▶ [Objective] Rewrite the listing from the line containing "outline frosty ground" through the line containing "POLYGON ((3 210, 3", requests included, and add 27 to every coordinate in the answer outlines while leaving the requests and their format samples unchanged. Give only those lines.

<<<<

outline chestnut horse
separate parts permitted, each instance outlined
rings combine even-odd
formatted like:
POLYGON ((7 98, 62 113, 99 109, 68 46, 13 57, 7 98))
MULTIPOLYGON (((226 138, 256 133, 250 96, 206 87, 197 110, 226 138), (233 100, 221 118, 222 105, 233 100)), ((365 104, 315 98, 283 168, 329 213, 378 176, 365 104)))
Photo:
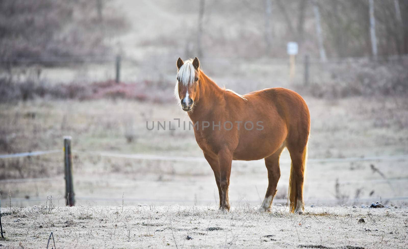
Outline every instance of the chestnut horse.
POLYGON ((175 93, 191 119, 195 139, 214 171, 220 208, 229 211, 231 207, 228 187, 232 161, 264 158, 269 184, 259 210, 270 212, 280 176, 279 157, 286 148, 292 160, 288 197, 290 210, 303 214, 310 130, 304 100, 282 88, 244 95, 221 88, 200 69, 197 57, 186 62, 179 58, 177 65, 175 93))

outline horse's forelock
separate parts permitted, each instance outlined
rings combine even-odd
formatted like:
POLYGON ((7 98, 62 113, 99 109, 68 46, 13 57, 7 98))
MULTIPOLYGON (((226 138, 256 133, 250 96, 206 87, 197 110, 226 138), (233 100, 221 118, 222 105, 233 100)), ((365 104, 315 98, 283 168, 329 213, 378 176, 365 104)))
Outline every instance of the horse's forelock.
POLYGON ((184 62, 179 69, 177 77, 179 82, 186 86, 194 83, 195 77, 195 69, 193 65, 193 60, 190 59, 184 62))

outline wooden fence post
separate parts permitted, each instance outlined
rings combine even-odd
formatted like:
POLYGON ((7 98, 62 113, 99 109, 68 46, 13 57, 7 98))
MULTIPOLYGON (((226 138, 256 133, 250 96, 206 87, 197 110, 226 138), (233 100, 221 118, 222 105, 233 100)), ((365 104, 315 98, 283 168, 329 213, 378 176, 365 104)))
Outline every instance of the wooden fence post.
POLYGON ((304 78, 303 82, 305 86, 309 84, 309 55, 305 55, 304 78))
POLYGON ((116 55, 116 82, 119 83, 120 82, 120 61, 121 58, 120 55, 116 55))
POLYGON ((4 238, 3 236, 3 227, 1 225, 1 201, 0 201, 0 233, 1 234, 1 237, 4 238))
POLYGON ((66 202, 65 205, 70 206, 75 205, 75 194, 74 193, 73 185, 72 183, 71 139, 71 136, 66 136, 64 137, 64 162, 65 170, 65 201, 66 202))

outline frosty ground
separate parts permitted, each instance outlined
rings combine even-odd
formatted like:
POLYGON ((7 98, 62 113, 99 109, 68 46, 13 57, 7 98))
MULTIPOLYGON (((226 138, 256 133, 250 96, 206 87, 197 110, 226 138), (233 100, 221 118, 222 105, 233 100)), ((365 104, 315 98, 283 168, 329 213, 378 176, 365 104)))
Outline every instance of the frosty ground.
POLYGON ((3 210, 3 248, 407 248, 408 209, 284 206, 259 213, 239 203, 214 207, 45 206, 3 210), (363 218, 364 222, 359 222, 363 218), (49 248, 53 243, 51 239, 49 248))

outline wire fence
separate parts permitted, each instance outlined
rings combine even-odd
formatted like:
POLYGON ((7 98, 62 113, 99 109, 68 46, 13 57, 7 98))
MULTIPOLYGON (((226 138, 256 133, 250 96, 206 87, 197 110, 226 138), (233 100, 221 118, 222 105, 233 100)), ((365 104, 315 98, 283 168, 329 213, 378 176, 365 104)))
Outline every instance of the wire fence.
MULTIPOLYGON (((62 152, 61 150, 40 150, 31 152, 24 152, 13 154, 4 154, 0 155, 0 159, 15 158, 18 157, 24 157, 27 156, 35 156, 47 154, 51 154, 60 153, 62 152)), ((120 158, 127 158, 129 159, 138 159, 142 160, 162 161, 169 161, 178 162, 206 162, 205 159, 202 157, 194 157, 191 156, 161 156, 158 155, 151 155, 148 154, 126 154, 115 153, 102 151, 86 151, 82 150, 73 150, 73 153, 82 154, 89 155, 95 155, 101 156, 108 156, 110 157, 117 157, 120 158)), ((251 162, 257 162, 262 161, 260 160, 254 160, 252 161, 235 161, 235 162, 238 163, 248 163, 251 162)), ((408 160, 408 154, 399 155, 396 156, 379 156, 361 157, 344 157, 333 158, 309 158, 308 159, 308 163, 325 163, 335 162, 350 162, 363 161, 392 161, 398 160, 408 160)), ((289 160, 285 160, 281 159, 280 163, 290 163, 289 160)))
MULTIPOLYGON (((0 159, 11 159, 11 158, 21 158, 21 157, 30 157, 30 156, 43 156, 47 154, 54 154, 58 153, 62 153, 63 152, 63 150, 44 150, 44 151, 33 151, 33 152, 25 152, 18 153, 12 154, 2 154, 0 155, 0 159)), ((151 155, 151 154, 120 154, 120 153, 115 153, 113 152, 100 152, 100 151, 84 151, 81 150, 73 150, 72 153, 73 154, 82 154, 84 155, 95 155, 100 156, 105 156, 108 157, 113 157, 117 158, 124 158, 124 159, 139 159, 139 160, 151 160, 151 161, 171 161, 171 162, 206 162, 206 160, 204 158, 201 157, 186 157, 186 156, 163 156, 163 155, 151 155)), ((348 162, 359 162, 359 161, 407 161, 408 160, 408 154, 406 155, 399 155, 396 156, 369 156, 366 157, 348 157, 348 158, 314 158, 314 159, 309 159, 308 160, 308 162, 309 163, 348 163, 348 162)), ((234 163, 259 163, 261 160, 258 160, 255 161, 234 161, 234 163)), ((288 160, 285 160, 281 159, 280 161, 281 163, 289 163, 290 161, 288 160)), ((397 179, 401 181, 406 181, 406 178, 402 178, 397 179)), ((47 177, 47 178, 20 178, 20 179, 2 179, 0 180, 0 183, 26 183, 26 182, 42 182, 42 181, 59 181, 60 180, 60 177, 47 177)), ((388 181, 388 179, 372 179, 370 180, 370 181, 375 181, 375 182, 387 182, 388 181)), ((359 182, 360 181, 349 181, 345 182, 341 182, 341 183, 339 183, 341 184, 354 184, 359 182)), ((176 184, 180 185, 180 183, 177 183, 176 184)), ((94 197, 92 196, 77 196, 76 198, 78 200, 80 200, 82 201, 102 201, 106 202, 120 202, 120 201, 122 200, 122 199, 120 198, 100 198, 100 197, 94 197)), ((408 200, 408 196, 392 196, 392 197, 383 197, 383 198, 384 200, 387 200, 388 201, 392 201, 392 200, 399 200, 399 201, 403 201, 406 200, 408 200)), ((17 201, 18 202, 40 202, 44 201, 43 198, 13 198, 13 201, 17 201)), ((348 199, 347 200, 347 202, 355 202, 357 201, 369 201, 372 200, 372 199, 366 198, 358 198, 355 199, 348 199)), ((190 199, 154 199, 154 198, 126 198, 126 201, 131 202, 134 203, 195 203, 197 202, 197 200, 190 200, 190 199)), ((322 201, 325 203, 330 203, 330 202, 335 202, 336 201, 338 201, 335 199, 313 199, 310 198, 308 199, 308 201, 309 202, 316 202, 316 201, 322 201)), ((212 203, 213 201, 202 201, 200 200, 199 202, 200 203, 212 203)), ((259 202, 258 200, 253 201, 253 200, 246 200, 246 201, 255 203, 259 202)), ((277 200, 276 201, 280 202, 286 202, 286 200, 277 200)))

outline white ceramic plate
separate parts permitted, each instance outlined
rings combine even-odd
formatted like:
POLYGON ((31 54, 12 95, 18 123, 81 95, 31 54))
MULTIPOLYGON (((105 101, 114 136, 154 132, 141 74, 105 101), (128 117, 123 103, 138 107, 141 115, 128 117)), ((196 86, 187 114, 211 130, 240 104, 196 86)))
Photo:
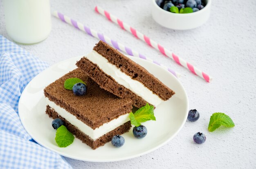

>>>>

▶ [Full output]
outline frosty ground
separate parts permitted, each instance outlined
rings combine even-odd
formatted like:
POLYGON ((7 98, 62 113, 99 109, 68 46, 13 57, 7 98))
MULTIPOLYGON (((226 138, 256 133, 250 96, 206 87, 197 110, 226 138), (233 100, 221 118, 222 105, 233 100)), ((365 104, 315 98, 283 168, 329 213, 378 176, 365 104)))
Outline every instance of the frosty ground.
POLYGON ((30 237, 30 275, 434 275, 435 236, 311 233, 286 240, 266 230, 241 234, 72 233, 30 237), (390 245, 391 249, 386 249, 390 245), (76 275, 80 270, 78 266, 76 275))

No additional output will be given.